* **Entries supplied**:

□ □ □ □

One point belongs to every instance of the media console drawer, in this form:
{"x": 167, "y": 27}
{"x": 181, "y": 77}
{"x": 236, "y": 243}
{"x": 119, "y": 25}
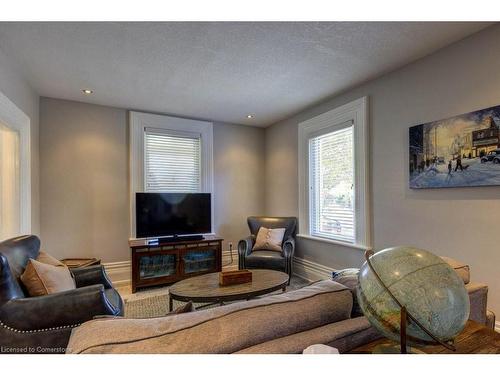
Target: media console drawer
{"x": 169, "y": 262}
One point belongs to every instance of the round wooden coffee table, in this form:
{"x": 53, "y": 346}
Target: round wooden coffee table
{"x": 206, "y": 288}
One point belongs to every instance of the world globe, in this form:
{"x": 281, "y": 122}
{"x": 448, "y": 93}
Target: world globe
{"x": 430, "y": 290}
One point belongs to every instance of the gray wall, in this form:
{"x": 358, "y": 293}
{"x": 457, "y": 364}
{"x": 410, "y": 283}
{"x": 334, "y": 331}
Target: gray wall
{"x": 14, "y": 86}
{"x": 84, "y": 179}
{"x": 459, "y": 222}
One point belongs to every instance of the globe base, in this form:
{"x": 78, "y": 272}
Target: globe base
{"x": 394, "y": 349}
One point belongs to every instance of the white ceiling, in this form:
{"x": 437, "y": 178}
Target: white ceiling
{"x": 216, "y": 71}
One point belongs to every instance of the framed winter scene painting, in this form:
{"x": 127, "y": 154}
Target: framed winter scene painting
{"x": 459, "y": 151}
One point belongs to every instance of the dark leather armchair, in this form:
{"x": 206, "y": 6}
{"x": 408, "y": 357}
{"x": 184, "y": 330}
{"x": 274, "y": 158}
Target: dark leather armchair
{"x": 43, "y": 324}
{"x": 281, "y": 261}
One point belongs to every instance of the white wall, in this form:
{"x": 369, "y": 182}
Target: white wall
{"x": 458, "y": 222}
{"x": 84, "y": 179}
{"x": 14, "y": 86}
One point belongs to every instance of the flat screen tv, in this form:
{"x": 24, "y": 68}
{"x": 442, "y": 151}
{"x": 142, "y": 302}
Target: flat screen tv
{"x": 172, "y": 214}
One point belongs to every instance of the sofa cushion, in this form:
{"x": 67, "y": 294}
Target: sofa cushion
{"x": 463, "y": 270}
{"x": 41, "y": 279}
{"x": 225, "y": 329}
{"x": 269, "y": 239}
{"x": 46, "y": 258}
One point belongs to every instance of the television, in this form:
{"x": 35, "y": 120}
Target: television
{"x": 172, "y": 214}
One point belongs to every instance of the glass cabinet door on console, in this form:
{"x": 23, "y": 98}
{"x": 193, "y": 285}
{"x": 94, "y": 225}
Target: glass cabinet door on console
{"x": 158, "y": 265}
{"x": 198, "y": 260}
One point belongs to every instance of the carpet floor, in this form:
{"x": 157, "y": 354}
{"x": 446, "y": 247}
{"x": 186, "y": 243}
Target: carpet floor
{"x": 153, "y": 302}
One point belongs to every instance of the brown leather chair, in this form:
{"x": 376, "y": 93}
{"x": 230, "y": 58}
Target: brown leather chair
{"x": 281, "y": 261}
{"x": 43, "y": 324}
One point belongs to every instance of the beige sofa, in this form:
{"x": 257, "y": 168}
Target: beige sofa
{"x": 287, "y": 323}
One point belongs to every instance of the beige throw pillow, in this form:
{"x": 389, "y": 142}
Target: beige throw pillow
{"x": 41, "y": 279}
{"x": 269, "y": 239}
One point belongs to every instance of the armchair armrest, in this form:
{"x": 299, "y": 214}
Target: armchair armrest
{"x": 91, "y": 276}
{"x": 289, "y": 248}
{"x": 67, "y": 308}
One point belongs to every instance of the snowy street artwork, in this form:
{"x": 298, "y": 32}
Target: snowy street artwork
{"x": 459, "y": 151}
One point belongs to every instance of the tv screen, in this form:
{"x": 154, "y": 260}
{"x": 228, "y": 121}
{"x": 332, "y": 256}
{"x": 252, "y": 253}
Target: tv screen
{"x": 172, "y": 214}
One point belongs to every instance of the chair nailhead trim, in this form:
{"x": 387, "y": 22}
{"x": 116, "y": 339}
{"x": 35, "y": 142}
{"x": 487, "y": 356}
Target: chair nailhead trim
{"x": 36, "y": 330}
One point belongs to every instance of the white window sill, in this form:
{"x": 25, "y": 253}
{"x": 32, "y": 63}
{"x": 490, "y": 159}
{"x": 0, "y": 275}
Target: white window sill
{"x": 334, "y": 242}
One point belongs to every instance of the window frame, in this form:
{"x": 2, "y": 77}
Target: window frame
{"x": 16, "y": 119}
{"x": 138, "y": 123}
{"x": 172, "y": 133}
{"x": 355, "y": 112}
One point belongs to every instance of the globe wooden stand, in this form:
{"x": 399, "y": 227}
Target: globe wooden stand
{"x": 405, "y": 316}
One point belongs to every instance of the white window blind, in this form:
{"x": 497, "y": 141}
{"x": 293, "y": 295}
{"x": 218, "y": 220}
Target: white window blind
{"x": 331, "y": 184}
{"x": 172, "y": 161}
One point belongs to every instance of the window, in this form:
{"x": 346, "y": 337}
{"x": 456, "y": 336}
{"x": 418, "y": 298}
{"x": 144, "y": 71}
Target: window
{"x": 15, "y": 174}
{"x": 331, "y": 185}
{"x": 169, "y": 154}
{"x": 172, "y": 161}
{"x": 333, "y": 176}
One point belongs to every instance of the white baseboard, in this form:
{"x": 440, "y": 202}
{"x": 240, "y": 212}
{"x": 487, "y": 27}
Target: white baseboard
{"x": 311, "y": 271}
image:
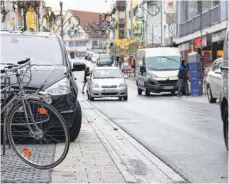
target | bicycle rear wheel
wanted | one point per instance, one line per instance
(49, 145)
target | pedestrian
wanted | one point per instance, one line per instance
(120, 62)
(86, 74)
(182, 75)
(187, 81)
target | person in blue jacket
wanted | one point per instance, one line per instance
(182, 75)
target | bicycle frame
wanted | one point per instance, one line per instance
(23, 98)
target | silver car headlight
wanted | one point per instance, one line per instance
(62, 87)
(123, 85)
(94, 85)
(151, 75)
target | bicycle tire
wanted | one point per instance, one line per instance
(12, 122)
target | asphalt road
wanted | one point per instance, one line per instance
(186, 134)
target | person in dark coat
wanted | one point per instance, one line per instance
(86, 74)
(182, 75)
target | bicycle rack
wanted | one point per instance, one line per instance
(6, 93)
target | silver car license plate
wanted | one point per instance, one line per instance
(108, 90)
(168, 87)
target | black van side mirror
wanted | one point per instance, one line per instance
(78, 66)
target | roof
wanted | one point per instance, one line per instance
(86, 17)
(47, 34)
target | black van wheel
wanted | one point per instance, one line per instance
(76, 126)
(225, 126)
(147, 92)
(139, 91)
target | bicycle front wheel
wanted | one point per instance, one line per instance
(42, 141)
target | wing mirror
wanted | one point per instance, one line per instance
(78, 66)
(218, 71)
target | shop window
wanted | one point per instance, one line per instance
(71, 44)
(94, 43)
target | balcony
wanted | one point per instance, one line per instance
(209, 18)
(121, 5)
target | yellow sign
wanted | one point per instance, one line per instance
(31, 18)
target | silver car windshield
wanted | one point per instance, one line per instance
(105, 58)
(107, 73)
(41, 50)
(163, 63)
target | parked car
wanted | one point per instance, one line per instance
(214, 81)
(157, 70)
(107, 82)
(224, 92)
(90, 56)
(95, 58)
(104, 60)
(53, 72)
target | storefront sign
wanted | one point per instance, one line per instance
(219, 36)
(197, 42)
(184, 46)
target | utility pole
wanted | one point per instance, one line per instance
(62, 21)
(201, 44)
(162, 23)
(131, 26)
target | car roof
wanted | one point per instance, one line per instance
(46, 34)
(105, 68)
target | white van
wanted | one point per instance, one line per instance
(157, 70)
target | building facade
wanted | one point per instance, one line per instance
(202, 24)
(16, 18)
(83, 34)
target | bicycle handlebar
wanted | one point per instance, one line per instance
(13, 68)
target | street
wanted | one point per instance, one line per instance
(184, 133)
(114, 91)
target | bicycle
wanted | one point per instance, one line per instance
(36, 131)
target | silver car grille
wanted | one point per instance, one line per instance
(110, 86)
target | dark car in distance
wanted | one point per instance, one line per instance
(104, 60)
(52, 73)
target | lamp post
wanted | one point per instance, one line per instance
(61, 20)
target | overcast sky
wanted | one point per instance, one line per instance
(85, 5)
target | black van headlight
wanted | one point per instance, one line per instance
(62, 87)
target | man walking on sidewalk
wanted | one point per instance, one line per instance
(86, 74)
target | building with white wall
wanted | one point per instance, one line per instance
(83, 34)
(202, 28)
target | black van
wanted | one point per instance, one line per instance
(53, 72)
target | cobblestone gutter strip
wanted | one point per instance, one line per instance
(87, 160)
(13, 170)
(136, 163)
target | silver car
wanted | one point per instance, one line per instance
(107, 82)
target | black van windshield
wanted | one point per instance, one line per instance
(163, 63)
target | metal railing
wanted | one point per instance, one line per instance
(209, 18)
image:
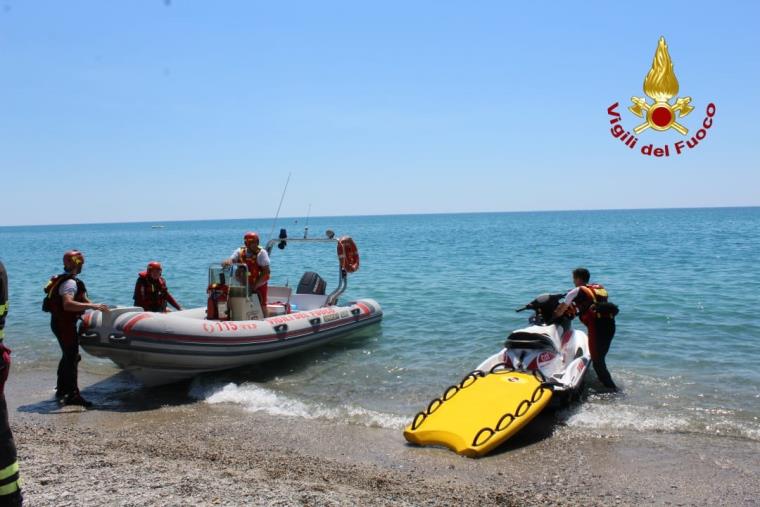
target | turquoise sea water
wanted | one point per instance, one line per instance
(687, 281)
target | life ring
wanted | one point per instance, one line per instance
(348, 254)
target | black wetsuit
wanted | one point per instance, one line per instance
(10, 489)
(601, 331)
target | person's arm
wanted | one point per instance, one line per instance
(139, 293)
(232, 259)
(569, 298)
(70, 305)
(262, 278)
(262, 259)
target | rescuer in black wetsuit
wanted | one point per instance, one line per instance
(589, 301)
(10, 487)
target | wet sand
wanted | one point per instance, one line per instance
(160, 447)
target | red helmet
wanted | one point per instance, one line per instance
(73, 258)
(250, 237)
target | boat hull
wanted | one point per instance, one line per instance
(160, 349)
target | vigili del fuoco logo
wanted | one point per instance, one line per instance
(661, 86)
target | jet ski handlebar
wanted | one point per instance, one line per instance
(542, 301)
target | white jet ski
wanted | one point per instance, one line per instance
(555, 350)
(545, 361)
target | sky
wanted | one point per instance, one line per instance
(182, 110)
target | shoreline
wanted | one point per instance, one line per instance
(157, 447)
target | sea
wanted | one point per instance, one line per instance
(687, 282)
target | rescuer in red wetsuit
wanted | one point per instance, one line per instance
(590, 302)
(151, 292)
(66, 300)
(256, 259)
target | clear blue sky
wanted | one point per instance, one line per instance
(153, 110)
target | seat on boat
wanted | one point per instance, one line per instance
(526, 340)
(278, 300)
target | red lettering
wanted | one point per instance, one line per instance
(611, 111)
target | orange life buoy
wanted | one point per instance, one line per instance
(348, 254)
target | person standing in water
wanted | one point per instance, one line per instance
(10, 485)
(66, 300)
(590, 302)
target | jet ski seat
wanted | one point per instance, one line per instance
(524, 340)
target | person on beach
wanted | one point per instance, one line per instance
(256, 259)
(10, 485)
(66, 300)
(590, 302)
(151, 292)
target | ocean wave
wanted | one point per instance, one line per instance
(255, 398)
(624, 417)
(604, 416)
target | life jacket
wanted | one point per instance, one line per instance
(594, 304)
(53, 301)
(152, 297)
(253, 266)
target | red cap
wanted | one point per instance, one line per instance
(73, 257)
(250, 236)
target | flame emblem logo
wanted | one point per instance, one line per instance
(661, 85)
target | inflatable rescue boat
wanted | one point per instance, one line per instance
(506, 391)
(161, 348)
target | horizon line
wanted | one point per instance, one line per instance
(161, 222)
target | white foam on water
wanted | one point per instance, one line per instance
(618, 416)
(255, 398)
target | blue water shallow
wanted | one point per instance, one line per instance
(687, 282)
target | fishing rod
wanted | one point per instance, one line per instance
(277, 215)
(306, 229)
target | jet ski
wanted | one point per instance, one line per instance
(544, 361)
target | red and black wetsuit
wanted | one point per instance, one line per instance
(601, 328)
(10, 488)
(152, 295)
(64, 326)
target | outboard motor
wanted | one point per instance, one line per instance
(311, 283)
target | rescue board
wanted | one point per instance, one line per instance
(481, 412)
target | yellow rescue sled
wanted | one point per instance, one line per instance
(482, 411)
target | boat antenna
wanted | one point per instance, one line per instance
(306, 229)
(277, 215)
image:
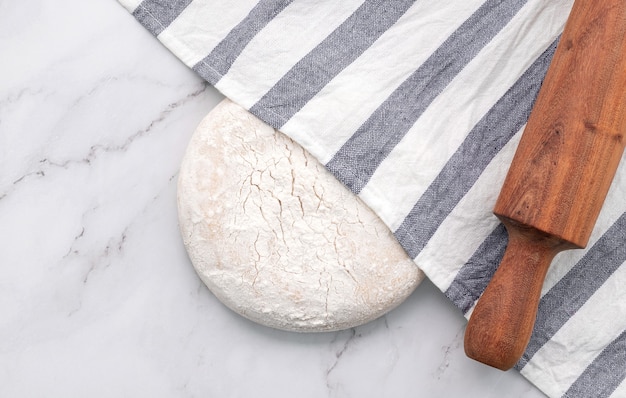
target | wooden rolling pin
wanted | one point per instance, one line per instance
(559, 176)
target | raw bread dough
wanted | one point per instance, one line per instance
(277, 238)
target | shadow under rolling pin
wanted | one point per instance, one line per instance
(559, 176)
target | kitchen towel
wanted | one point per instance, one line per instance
(417, 107)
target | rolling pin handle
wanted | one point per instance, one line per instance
(501, 325)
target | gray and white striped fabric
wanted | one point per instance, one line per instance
(417, 106)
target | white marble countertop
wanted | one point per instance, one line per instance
(97, 295)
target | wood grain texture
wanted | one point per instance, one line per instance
(559, 177)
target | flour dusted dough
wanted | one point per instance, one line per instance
(277, 238)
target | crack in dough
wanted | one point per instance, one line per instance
(277, 238)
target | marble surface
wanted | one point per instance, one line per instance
(97, 295)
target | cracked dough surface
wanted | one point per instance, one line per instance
(277, 238)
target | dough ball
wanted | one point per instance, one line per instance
(277, 238)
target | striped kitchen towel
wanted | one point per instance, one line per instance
(417, 106)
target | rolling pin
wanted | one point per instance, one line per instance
(559, 176)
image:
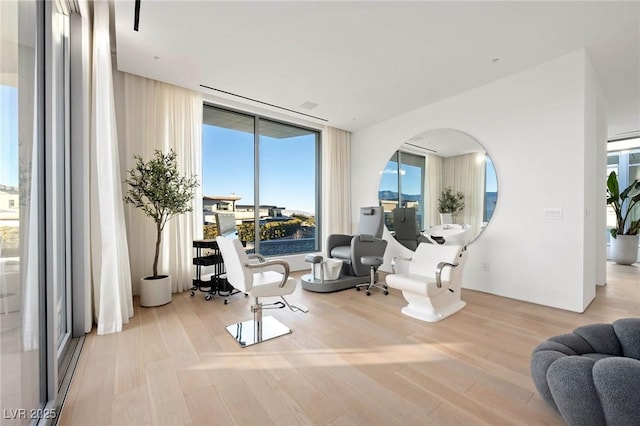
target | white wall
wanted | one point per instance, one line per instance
(533, 126)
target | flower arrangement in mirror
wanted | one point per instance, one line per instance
(450, 201)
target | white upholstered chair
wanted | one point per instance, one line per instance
(248, 274)
(430, 281)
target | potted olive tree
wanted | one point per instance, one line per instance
(624, 241)
(161, 192)
(449, 204)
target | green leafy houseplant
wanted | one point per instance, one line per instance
(616, 199)
(160, 191)
(450, 201)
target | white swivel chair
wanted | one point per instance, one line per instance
(250, 277)
(430, 281)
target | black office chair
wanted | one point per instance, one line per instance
(407, 229)
(367, 241)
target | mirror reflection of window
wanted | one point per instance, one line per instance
(426, 164)
(402, 185)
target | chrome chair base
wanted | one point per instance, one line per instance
(250, 332)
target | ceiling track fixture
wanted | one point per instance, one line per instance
(263, 103)
(421, 147)
(136, 16)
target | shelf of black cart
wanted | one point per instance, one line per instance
(211, 259)
(205, 244)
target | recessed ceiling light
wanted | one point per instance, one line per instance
(309, 105)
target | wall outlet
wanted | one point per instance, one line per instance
(553, 214)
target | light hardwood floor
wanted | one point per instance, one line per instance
(352, 359)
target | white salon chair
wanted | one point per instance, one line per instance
(430, 281)
(250, 277)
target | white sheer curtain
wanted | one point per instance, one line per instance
(465, 173)
(113, 303)
(433, 188)
(162, 116)
(336, 181)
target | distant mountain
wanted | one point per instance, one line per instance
(393, 195)
(299, 212)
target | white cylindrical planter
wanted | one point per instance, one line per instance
(446, 218)
(624, 249)
(155, 292)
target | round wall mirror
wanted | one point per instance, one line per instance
(440, 186)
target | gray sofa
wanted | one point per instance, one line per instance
(592, 375)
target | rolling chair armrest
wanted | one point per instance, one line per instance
(397, 259)
(257, 256)
(275, 262)
(334, 240)
(439, 269)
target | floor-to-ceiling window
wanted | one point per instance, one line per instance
(623, 158)
(35, 245)
(23, 365)
(264, 173)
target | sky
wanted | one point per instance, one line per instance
(287, 168)
(411, 176)
(8, 136)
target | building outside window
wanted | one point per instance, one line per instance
(265, 173)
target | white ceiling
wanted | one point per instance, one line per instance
(364, 62)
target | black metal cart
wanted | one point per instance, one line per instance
(214, 282)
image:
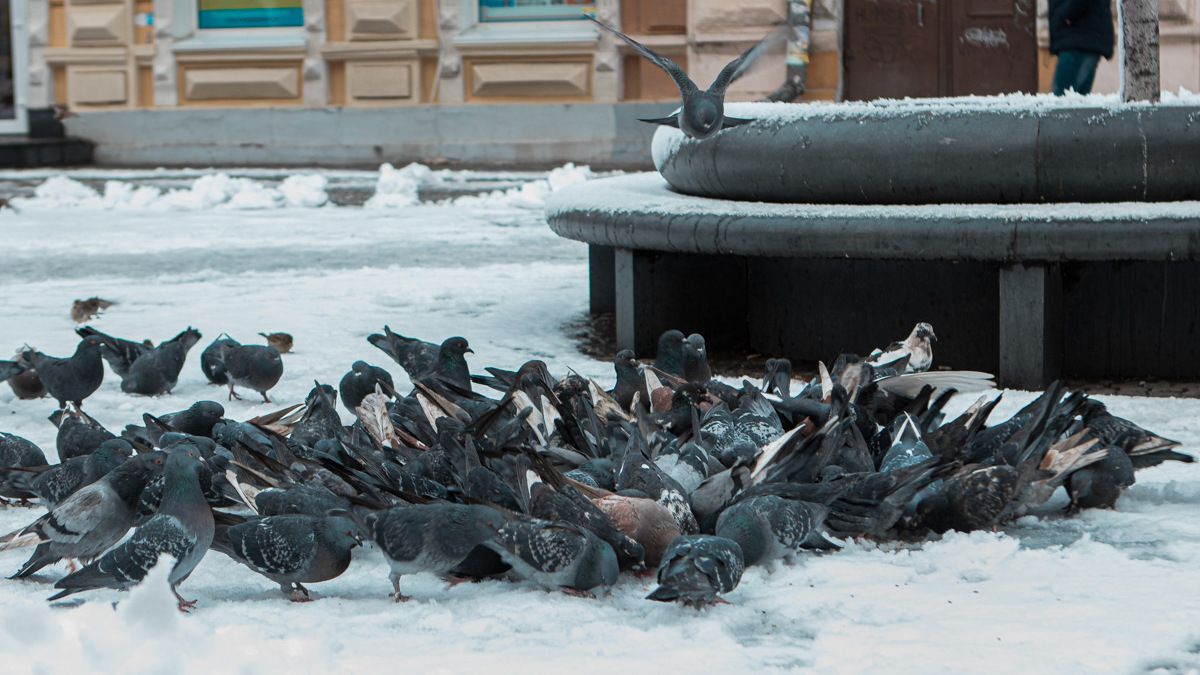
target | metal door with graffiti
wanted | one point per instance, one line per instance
(898, 48)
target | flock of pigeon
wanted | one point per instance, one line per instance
(555, 481)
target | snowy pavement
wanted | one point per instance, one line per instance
(1103, 592)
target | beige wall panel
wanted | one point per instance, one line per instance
(382, 19)
(234, 83)
(529, 79)
(748, 18)
(97, 87)
(95, 25)
(381, 81)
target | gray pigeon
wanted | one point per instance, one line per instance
(361, 381)
(120, 353)
(25, 384)
(183, 529)
(79, 434)
(771, 527)
(425, 360)
(292, 550)
(9, 369)
(72, 378)
(431, 537)
(696, 568)
(156, 371)
(256, 366)
(90, 520)
(210, 359)
(17, 453)
(54, 483)
(702, 113)
(557, 555)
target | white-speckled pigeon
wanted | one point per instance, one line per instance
(90, 520)
(292, 550)
(557, 555)
(183, 527)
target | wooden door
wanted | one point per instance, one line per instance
(993, 46)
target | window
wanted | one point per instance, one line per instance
(251, 13)
(533, 10)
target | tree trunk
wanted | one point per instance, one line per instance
(1139, 49)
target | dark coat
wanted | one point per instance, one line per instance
(1085, 25)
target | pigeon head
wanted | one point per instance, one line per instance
(456, 346)
(924, 332)
(598, 567)
(778, 376)
(343, 530)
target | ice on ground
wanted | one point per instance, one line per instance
(1101, 592)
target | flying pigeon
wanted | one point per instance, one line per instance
(917, 347)
(183, 529)
(702, 113)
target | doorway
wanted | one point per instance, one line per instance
(927, 48)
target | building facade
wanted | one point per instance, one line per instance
(126, 54)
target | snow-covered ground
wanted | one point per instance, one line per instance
(1103, 592)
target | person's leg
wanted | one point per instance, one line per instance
(1086, 73)
(1066, 70)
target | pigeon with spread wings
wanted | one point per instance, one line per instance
(702, 113)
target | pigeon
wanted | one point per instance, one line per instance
(310, 499)
(423, 360)
(25, 384)
(183, 529)
(771, 527)
(156, 371)
(556, 555)
(669, 358)
(17, 452)
(72, 378)
(120, 353)
(211, 363)
(10, 369)
(79, 434)
(360, 382)
(54, 483)
(431, 537)
(702, 113)
(255, 366)
(642, 519)
(281, 341)
(1144, 448)
(90, 520)
(629, 378)
(292, 550)
(917, 347)
(696, 568)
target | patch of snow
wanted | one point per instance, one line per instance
(1104, 591)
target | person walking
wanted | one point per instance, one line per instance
(1080, 33)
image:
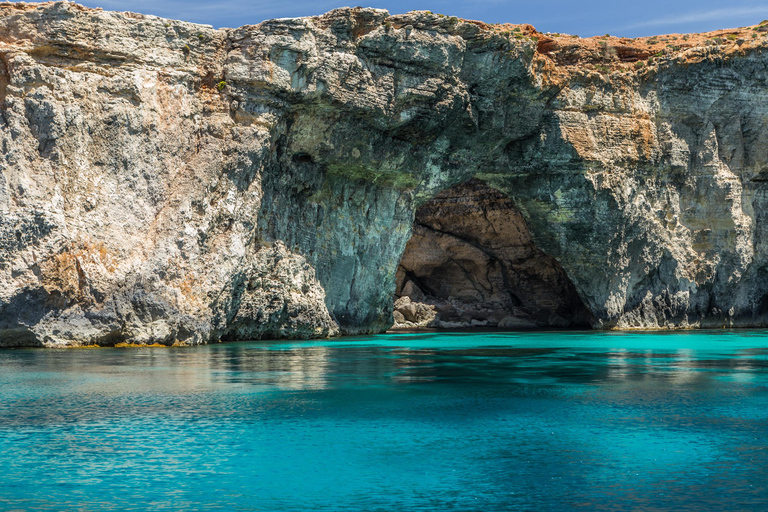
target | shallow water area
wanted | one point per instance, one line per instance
(436, 421)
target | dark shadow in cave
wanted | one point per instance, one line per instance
(471, 262)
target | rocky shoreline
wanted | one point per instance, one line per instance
(165, 182)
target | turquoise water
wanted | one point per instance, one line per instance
(488, 421)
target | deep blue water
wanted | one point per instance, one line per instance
(488, 421)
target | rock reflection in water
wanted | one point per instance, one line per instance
(536, 421)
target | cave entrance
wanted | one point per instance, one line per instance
(471, 262)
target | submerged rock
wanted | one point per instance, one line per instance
(165, 182)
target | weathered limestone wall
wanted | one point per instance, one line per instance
(162, 181)
(471, 261)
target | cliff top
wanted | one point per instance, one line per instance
(568, 53)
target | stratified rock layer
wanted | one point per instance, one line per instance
(162, 181)
(472, 258)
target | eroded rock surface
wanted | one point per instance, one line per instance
(472, 259)
(162, 181)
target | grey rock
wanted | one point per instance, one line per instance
(162, 181)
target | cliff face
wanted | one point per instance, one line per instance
(166, 182)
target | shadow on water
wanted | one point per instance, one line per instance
(484, 421)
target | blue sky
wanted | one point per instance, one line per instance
(585, 18)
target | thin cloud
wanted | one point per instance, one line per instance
(699, 17)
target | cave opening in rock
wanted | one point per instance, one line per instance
(471, 262)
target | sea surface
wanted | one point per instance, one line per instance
(401, 422)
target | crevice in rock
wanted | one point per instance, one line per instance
(471, 262)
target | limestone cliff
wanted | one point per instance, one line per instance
(162, 181)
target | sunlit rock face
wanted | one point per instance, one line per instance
(165, 182)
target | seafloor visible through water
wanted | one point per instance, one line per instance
(484, 421)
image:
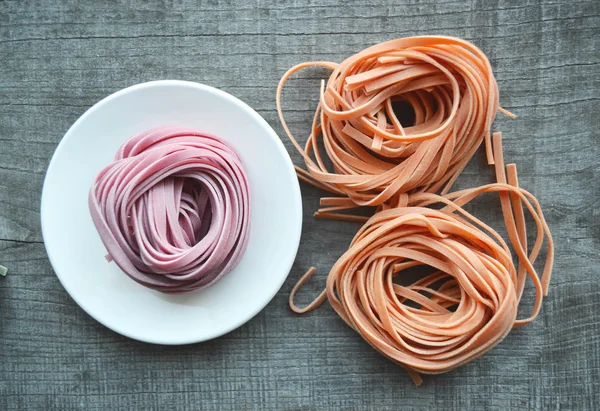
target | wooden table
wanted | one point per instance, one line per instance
(59, 58)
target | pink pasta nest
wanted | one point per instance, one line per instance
(173, 209)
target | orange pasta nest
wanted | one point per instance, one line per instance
(468, 304)
(454, 96)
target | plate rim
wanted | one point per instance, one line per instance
(296, 197)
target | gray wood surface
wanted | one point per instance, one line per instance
(59, 58)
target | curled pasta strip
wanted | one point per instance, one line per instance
(467, 304)
(173, 209)
(450, 86)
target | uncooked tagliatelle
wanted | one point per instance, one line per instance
(450, 86)
(173, 209)
(467, 304)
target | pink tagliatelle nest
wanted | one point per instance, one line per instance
(173, 209)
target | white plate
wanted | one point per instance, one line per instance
(77, 253)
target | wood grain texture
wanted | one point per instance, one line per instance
(59, 58)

□ □ □ □

Output the material from the line containing "target | limestone cliff" through the final line, both included, as a JSON list of strings with one string per line. Skip blank lines and leave out the pictures.

[
  "target | limestone cliff",
  "wanted | one point per instance, one line per instance",
  "(162, 181)",
  "target | sunlit rock face",
  "wanted | one point per instance, one line per instance",
  "(165, 182)",
  "target | seafloor visible through water",
  "wanted | one point per instance, one line per instance",
  "(484, 421)",
  "image:",
  "target | wooden table",
  "wanted | one point per instance, one line per instance",
  "(59, 58)",
  "target | pink pasta nest",
  "wanted | one point per instance, one line per instance",
  "(173, 209)",
  "target | orange pasta nest",
  "wanted | one point per instance, one line per instance",
  "(468, 304)",
  "(454, 96)",
  "target | plate rim",
  "wanted | one point per instance, one line per instance",
  "(296, 197)",
  "target | gray wood surface",
  "wanted | one point per instance, one line per instance",
  "(59, 58)",
  "target | curled pasta strip",
  "wanted | one point per instance, one line per instance",
  "(467, 304)",
  "(173, 209)",
  "(450, 86)",
  "target | uncooked tagliatelle",
  "wanted | one point per instance, one line per instance",
  "(450, 86)",
  "(173, 209)",
  "(467, 304)",
  "target | pink tagliatelle nest",
  "wanted | one point per instance, one line per instance",
  "(173, 209)",
  "target | white plate",
  "wanted | one point per instance, one line per instance",
  "(77, 253)",
  "target | wood grain texture",
  "wanted | one point per instance, one line per instance",
  "(59, 58)"
]